**PROBLEM DESCRIPTION**
Output the following listing line for line, changing nothing.
----
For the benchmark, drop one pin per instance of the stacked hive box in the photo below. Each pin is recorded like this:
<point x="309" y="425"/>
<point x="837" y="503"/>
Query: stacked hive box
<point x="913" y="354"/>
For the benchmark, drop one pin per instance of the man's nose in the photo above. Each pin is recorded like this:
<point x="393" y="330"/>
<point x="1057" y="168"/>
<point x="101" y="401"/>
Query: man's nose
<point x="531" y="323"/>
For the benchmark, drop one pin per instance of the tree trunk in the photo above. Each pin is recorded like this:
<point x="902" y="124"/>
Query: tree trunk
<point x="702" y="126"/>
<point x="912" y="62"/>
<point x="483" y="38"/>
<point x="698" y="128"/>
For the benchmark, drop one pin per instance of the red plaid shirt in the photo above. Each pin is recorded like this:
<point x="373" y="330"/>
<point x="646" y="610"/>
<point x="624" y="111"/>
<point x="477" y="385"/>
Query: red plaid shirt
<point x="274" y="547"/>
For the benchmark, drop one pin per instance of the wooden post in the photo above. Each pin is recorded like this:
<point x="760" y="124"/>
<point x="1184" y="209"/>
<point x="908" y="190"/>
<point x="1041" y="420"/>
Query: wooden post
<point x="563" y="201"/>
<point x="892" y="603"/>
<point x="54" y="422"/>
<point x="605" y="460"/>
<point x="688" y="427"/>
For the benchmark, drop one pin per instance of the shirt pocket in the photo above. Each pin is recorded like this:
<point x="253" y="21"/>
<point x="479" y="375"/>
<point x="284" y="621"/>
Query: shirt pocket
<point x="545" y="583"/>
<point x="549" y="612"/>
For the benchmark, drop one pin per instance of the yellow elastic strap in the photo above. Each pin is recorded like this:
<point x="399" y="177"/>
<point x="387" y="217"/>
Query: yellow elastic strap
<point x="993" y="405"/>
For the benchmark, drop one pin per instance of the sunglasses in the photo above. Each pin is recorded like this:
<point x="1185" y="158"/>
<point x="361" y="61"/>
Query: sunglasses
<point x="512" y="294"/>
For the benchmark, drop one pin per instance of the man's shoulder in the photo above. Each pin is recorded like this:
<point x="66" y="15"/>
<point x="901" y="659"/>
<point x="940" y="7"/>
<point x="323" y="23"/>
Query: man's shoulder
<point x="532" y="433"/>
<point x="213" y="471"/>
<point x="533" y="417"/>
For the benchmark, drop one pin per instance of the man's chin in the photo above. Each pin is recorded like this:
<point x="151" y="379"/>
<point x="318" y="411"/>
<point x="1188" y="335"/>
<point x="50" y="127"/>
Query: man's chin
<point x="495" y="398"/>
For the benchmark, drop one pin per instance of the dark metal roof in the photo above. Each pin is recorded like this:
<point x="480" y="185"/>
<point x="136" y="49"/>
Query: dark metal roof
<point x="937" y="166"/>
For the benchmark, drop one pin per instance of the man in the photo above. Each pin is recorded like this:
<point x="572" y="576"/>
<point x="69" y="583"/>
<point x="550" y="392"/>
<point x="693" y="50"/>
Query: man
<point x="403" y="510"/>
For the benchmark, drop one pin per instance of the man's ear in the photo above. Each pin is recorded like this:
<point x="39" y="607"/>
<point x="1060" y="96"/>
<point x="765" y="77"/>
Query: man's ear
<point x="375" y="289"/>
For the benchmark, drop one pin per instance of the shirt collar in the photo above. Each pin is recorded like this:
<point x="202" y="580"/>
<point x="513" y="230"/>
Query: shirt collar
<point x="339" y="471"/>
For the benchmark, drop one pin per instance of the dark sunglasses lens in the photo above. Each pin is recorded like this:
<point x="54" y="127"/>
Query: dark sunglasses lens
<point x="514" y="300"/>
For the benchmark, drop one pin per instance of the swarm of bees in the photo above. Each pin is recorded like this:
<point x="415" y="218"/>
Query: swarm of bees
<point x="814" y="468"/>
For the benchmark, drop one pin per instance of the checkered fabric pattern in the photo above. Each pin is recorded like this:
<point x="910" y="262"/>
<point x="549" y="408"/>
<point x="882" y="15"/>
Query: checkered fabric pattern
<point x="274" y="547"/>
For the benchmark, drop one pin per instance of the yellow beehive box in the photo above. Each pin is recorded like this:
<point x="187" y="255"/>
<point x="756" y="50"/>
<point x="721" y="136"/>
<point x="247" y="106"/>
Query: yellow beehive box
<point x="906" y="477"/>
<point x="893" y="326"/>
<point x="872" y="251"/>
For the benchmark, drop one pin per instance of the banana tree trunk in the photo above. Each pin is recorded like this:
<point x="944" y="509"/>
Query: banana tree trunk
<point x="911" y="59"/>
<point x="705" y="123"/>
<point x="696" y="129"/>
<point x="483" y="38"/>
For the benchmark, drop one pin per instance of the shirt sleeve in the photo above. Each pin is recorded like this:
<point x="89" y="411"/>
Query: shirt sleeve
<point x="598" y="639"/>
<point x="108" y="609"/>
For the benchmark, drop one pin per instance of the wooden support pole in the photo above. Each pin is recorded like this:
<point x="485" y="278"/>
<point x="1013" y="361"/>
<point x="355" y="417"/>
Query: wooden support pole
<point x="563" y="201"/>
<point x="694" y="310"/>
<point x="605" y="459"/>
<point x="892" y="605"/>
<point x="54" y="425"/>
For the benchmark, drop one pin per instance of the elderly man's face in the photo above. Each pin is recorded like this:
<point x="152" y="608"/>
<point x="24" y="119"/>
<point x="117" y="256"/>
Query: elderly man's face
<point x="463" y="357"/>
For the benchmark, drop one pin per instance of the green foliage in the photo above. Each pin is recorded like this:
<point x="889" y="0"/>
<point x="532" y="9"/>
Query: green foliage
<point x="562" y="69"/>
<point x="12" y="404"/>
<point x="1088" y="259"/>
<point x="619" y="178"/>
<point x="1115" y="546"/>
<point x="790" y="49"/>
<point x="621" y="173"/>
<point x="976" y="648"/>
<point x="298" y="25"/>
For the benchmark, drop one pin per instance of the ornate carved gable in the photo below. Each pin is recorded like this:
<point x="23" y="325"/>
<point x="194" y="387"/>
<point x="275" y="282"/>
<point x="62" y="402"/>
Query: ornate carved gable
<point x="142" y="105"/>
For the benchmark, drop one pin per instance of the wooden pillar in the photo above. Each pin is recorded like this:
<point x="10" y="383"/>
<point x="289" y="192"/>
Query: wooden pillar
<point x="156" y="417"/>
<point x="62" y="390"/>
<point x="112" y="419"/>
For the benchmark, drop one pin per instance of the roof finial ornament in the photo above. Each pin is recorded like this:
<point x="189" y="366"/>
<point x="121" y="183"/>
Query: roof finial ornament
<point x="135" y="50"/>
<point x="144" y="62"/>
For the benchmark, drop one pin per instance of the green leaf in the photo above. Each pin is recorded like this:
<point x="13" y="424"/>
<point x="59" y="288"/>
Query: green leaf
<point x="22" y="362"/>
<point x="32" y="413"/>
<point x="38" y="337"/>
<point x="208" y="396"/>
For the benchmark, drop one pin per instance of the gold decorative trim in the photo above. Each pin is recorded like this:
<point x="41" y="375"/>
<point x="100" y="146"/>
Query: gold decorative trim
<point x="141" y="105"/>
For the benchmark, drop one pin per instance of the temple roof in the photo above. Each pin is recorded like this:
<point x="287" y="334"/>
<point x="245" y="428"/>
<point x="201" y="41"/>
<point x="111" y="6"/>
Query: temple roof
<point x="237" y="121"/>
----
**COMPLETED TASK**
For the benchmark, drop one pin per instance of the stacked hive box in the photo below. Each pin is recorded like this:
<point x="309" y="425"/>
<point x="837" y="503"/>
Query: stacked hive box
<point x="913" y="354"/>
For the benchmark, drop one pin per instance of the man's nose in the photo above. Each pin is recorded like this:
<point x="393" y="330"/>
<point x="1057" y="168"/>
<point x="101" y="401"/>
Query: man's nose
<point x="531" y="323"/>
For the benchmark, drop one pin per instance of the tree trunk in the photo above. Each pin is recorded like this:
<point x="902" y="124"/>
Query: tree trunk
<point x="702" y="126"/>
<point x="912" y="62"/>
<point x="483" y="38"/>
<point x="698" y="128"/>
For the benchmark, drop one pin per instance of the red plaid shirt in the photo above. Each pin is recorded like this:
<point x="373" y="330"/>
<point x="646" y="610"/>
<point x="624" y="111"/>
<point x="477" y="385"/>
Query: red plaid shirt
<point x="274" y="547"/>
For the benchmark, drop one pin per instance of the wooden post in the photo above. Each pin is recorded like this:
<point x="760" y="124"/>
<point x="1184" y="209"/>
<point x="908" y="190"/>
<point x="1041" y="420"/>
Query: wooden post
<point x="563" y="201"/>
<point x="892" y="603"/>
<point x="54" y="422"/>
<point x="605" y="460"/>
<point x="688" y="427"/>
For the benchmark, drop one pin per instance of the shirt pocket in the photo above. Each pin is recorded like this:
<point x="253" y="21"/>
<point x="479" y="375"/>
<point x="284" y="621"/>
Query: shirt pocket
<point x="545" y="583"/>
<point x="549" y="612"/>
For the benchmark, drop one pin per instance of the yellow elastic strap in the photo above. Each pin is recorded like this:
<point x="399" y="177"/>
<point x="387" y="217"/>
Query: yellow elastic strap
<point x="993" y="405"/>
For the benchmark, drop one pin per instance of the sunglasses in the photo above. Each pin is recorded like this:
<point x="1185" y="158"/>
<point x="361" y="61"/>
Query: sunglasses
<point x="512" y="294"/>
For the benchmark, drop one pin per instance of the man's shoulder in the photo above. Each pin is recorded like this:
<point x="66" y="15"/>
<point x="901" y="659"/>
<point x="940" y="7"/>
<point x="323" y="23"/>
Query: man's shoulder
<point x="532" y="433"/>
<point x="213" y="471"/>
<point x="533" y="417"/>
For the benchmark, drop one pin per instance of the man's chin in the photo above. Each pin is recorded like this:
<point x="151" y="379"/>
<point x="318" y="411"/>
<point x="1188" y="335"/>
<point x="50" y="127"/>
Query: man's chin
<point x="495" y="398"/>
For the benchmark, drop one pin per instance of the dark metal roof in the photo above. Each pin is recorded like this:
<point x="480" y="185"/>
<point x="136" y="49"/>
Query: dark metal roof
<point x="937" y="166"/>
For the benchmark, drop one pin per instance of the man in the photo above. Each pin is recorded like this:
<point x="572" y="576"/>
<point x="69" y="583"/>
<point x="550" y="392"/>
<point x="693" y="50"/>
Query: man
<point x="403" y="510"/>
For the benchmark, drop one pin per instance of the man's ear in the photo above. Each pin is recorded like this:
<point x="39" y="607"/>
<point x="1060" y="96"/>
<point x="765" y="77"/>
Query: man's ear
<point x="375" y="289"/>
For the benchmark, drop one pin per instance of the shirt collar in the photo above. Each pin is recorded like this:
<point x="202" y="580"/>
<point x="513" y="230"/>
Query: shirt collar
<point x="339" y="471"/>
For the benchmark, drop one pin per instance of the dark sunglasses lens in the photo above. Each pin is recorded like this:
<point x="54" y="127"/>
Query: dark sunglasses lens
<point x="514" y="300"/>
For the benchmark, drop one pin per instance of the swarm of bees in the photo above. Each pin is recorded like this:
<point x="415" y="218"/>
Query: swarm of bees
<point x="814" y="468"/>
For the benchmark, drop one pin per instance of the checkered fabric pattern in the photo above. Each pin is recorded like this:
<point x="910" y="262"/>
<point x="549" y="408"/>
<point x="882" y="15"/>
Query: checkered fabric pattern
<point x="274" y="547"/>
For the benchmark, drop one pin per instance of the yellow beehive box in the photo above. Each pin is recorded like this:
<point x="187" y="255"/>
<point x="756" y="50"/>
<point x="721" y="136"/>
<point x="247" y="106"/>
Query: yellow beehive box
<point x="906" y="477"/>
<point x="893" y="326"/>
<point x="872" y="251"/>
For the benchmark, drop one pin per instance of the banana tree trunk in the photo above. Each pin is recorded like this:
<point x="944" y="509"/>
Query: banana tree trunk
<point x="911" y="59"/>
<point x="705" y="123"/>
<point x="696" y="129"/>
<point x="483" y="38"/>
For the benchmark, drop one pin per instance of the shirt sleeve in the photo above. Each pin is recorded like this:
<point x="89" y="411"/>
Query: shirt sleeve
<point x="598" y="639"/>
<point x="108" y="609"/>
For the benchmark, drop one pin per instance of the wooden support pole in the photo above. Each pin is recorded like this:
<point x="485" y="278"/>
<point x="1013" y="361"/>
<point x="355" y="417"/>
Query: wooden support pole
<point x="563" y="201"/>
<point x="694" y="310"/>
<point x="605" y="459"/>
<point x="892" y="605"/>
<point x="54" y="425"/>
For the benchmark, drop one pin per instance of the elderly man's face in the photo above. Each pin is recorded like this:
<point x="152" y="608"/>
<point x="24" y="119"/>
<point x="117" y="256"/>
Query: elderly man's face
<point x="463" y="357"/>
For the benchmark, drop one pin per instance of the green foliage in the photo above. Each pin is recorded like this:
<point x="889" y="0"/>
<point x="532" y="9"/>
Query: green foliage
<point x="562" y="69"/>
<point x="12" y="404"/>
<point x="1088" y="259"/>
<point x="619" y="178"/>
<point x="1115" y="546"/>
<point x="790" y="49"/>
<point x="621" y="173"/>
<point x="976" y="648"/>
<point x="298" y="25"/>
For the benchmark, drop one pin per instance of the ornate carved gable in the photo below. Each pin is recorded like this:
<point x="23" y="325"/>
<point x="194" y="387"/>
<point x="275" y="282"/>
<point x="62" y="402"/>
Query: ornate carved gable
<point x="142" y="105"/>
For the benchmark, drop one pin per instance of the wooden pillar in the photo above. Each pin is recorded like this:
<point x="10" y="383"/>
<point x="289" y="192"/>
Query: wooden pillar
<point x="156" y="417"/>
<point x="62" y="390"/>
<point x="112" y="419"/>
For the benchmark, drop one pin per instance of the roof finial ornament in the photo above. Each pin is recorded like this:
<point x="189" y="366"/>
<point x="121" y="183"/>
Query: roof finial ornament
<point x="135" y="50"/>
<point x="144" y="62"/>
For the benchmark, drop one pin per instance of the green leaf in the photo above. Each pin is recorded like this:
<point x="13" y="424"/>
<point x="59" y="288"/>
Query: green leaf
<point x="22" y="362"/>
<point x="32" y="413"/>
<point x="38" y="337"/>
<point x="208" y="396"/>
For the benchmark, drop one pin per instance of the gold decorative trim in the photo above. Each pin is recorded like this:
<point x="41" y="375"/>
<point x="100" y="146"/>
Query: gold decorative trim
<point x="141" y="105"/>
For the benchmark, drop one pin per instance of the temple roof in the photo above. Each pin is recorded like this:
<point x="287" y="334"/>
<point x="245" y="428"/>
<point x="201" y="41"/>
<point x="111" y="6"/>
Query: temple roof
<point x="237" y="121"/>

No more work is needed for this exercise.